• _SUPPLIED ENTRIES_
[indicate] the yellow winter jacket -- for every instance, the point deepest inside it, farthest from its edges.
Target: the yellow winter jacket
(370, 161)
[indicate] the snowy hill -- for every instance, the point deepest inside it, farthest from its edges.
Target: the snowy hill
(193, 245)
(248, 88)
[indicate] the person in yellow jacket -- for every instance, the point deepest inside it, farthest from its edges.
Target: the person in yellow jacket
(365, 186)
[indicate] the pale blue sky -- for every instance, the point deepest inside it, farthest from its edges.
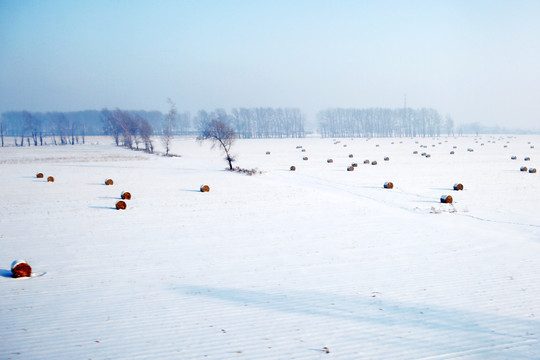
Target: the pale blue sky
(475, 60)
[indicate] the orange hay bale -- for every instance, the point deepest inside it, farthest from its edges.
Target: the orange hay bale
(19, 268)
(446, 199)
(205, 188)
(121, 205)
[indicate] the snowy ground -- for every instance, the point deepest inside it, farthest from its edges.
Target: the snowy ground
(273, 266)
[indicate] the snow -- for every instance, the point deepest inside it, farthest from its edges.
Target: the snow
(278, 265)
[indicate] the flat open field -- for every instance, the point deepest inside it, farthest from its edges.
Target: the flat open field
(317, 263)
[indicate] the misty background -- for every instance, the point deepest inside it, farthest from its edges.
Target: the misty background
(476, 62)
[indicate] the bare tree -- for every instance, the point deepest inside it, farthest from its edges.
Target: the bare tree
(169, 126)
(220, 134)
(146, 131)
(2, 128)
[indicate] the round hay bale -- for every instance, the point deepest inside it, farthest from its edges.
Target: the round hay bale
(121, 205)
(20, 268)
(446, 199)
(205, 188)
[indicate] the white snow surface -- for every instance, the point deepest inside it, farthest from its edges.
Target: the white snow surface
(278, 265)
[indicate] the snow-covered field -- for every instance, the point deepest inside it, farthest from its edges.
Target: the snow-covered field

• _EXERCISE BRIEF_
Transcribe the lines above word for word, leaving out the pictures.

• _COMPLETE OUTPUT_
[indicate] the yellow winter jacket -- for every instance, the point deepest inside it, farthest from its edges.
Target: the yellow winter jacket
(370, 161)
[indicate] the snowy hill -- for every instance, the point deepest inside it, farthest from its edges.
Target: the snowy hill
(193, 245)
(248, 88)
[indicate] the person in yellow jacket -- for every instance, the point deepest inside it, farthest from its edges.
Target: the person in yellow jacket
(365, 186)
[indicate] the pale blue sky -- for every instance, the point deepest inside it, farthest from its edges.
Target: the pale blue sky
(475, 60)
[indicate] the orange hay bale -- for every instance, the point deepest inside it, farthest from its edges.
Target: the orange hay bale
(19, 268)
(446, 199)
(205, 188)
(121, 205)
[indicate] the snowy ground -- for every instance, the point deepest inside it, farthest from its edges.
Target: the snowy ground
(273, 266)
[indicate] the snow -- for every instance, the point deepest inside it, farthest from its edges.
Target: the snow
(278, 265)
[indicate] the flat open field -- for every instance, the point deepest inside it, farthest from its edges.
Target: the flat open field
(317, 263)
[indicate] the misty background -- for every instance, the point deepest inside it, farthest from its edges.
Target: the misty background
(476, 62)
[indicate] the bare tree -- for every instance, the point deepest inside it, farthest from its edges.
Target: the bare tree
(169, 126)
(220, 134)
(146, 131)
(2, 128)
[indicate] the round hay bale -- for every instance, the point deepest inside it, farthest from its edges.
Target: the round hay bale
(121, 205)
(20, 268)
(446, 199)
(205, 188)
[indicate] the white snow surface -- for every instance, the point deepest inside it, farthest from its edges.
Target: the white snow surface
(278, 265)
[indicate] the snow-covered field -- for every instance, the point deepest inside it, farthest from its edges.
Target: the snow-covered field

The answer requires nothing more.